• **EXERCISE GOAL**: Can you write out, word for word, the lines below between the line holding "Where can the roof" and the line holding "Where can the boxwood", inclusive?

(Source lines)
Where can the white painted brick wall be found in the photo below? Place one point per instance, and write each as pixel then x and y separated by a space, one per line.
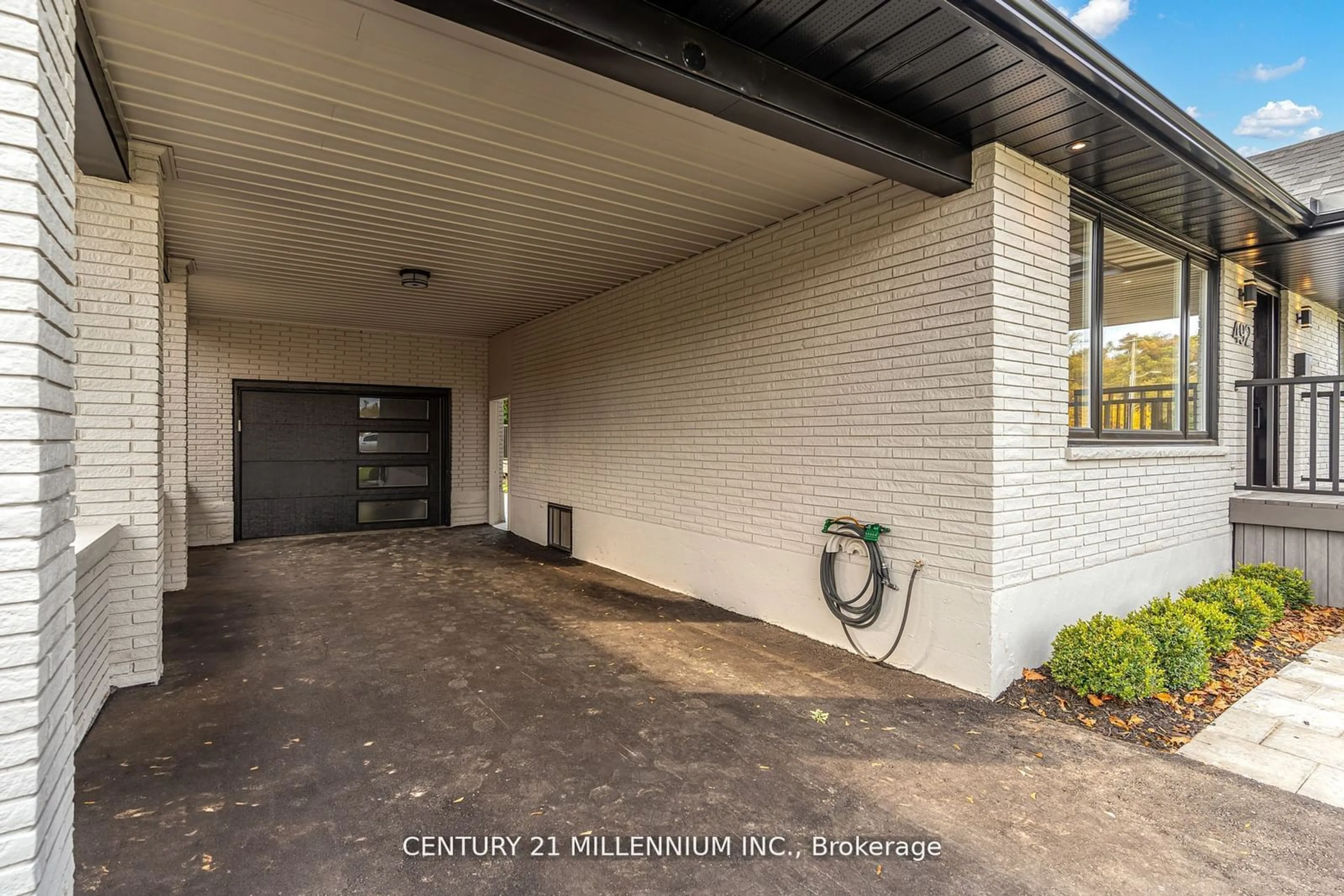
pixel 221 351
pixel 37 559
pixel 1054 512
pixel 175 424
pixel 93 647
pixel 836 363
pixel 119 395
==
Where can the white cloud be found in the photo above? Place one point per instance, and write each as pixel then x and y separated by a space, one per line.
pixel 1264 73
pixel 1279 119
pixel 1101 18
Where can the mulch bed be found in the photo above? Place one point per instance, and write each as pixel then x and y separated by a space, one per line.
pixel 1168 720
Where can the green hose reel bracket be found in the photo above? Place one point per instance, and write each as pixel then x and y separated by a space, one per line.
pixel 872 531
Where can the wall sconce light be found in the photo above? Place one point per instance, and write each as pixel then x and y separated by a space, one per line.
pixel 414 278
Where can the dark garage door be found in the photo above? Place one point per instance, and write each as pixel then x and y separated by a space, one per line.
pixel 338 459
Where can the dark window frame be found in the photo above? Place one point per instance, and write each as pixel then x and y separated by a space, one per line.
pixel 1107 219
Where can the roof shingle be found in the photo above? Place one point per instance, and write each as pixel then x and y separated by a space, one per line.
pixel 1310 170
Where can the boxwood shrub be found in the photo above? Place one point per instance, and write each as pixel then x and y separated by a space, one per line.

• **TASK RESPONSE**:
Where can the roof shingle be found in the photo above? Place one point per instance, and write each as pixel then x and y separated by a space, one per line.
pixel 1310 170
Where can the boxwood shrub be found in the photo above? Place one point per instance, and write each as pixel then x and y separated by a space, one per line.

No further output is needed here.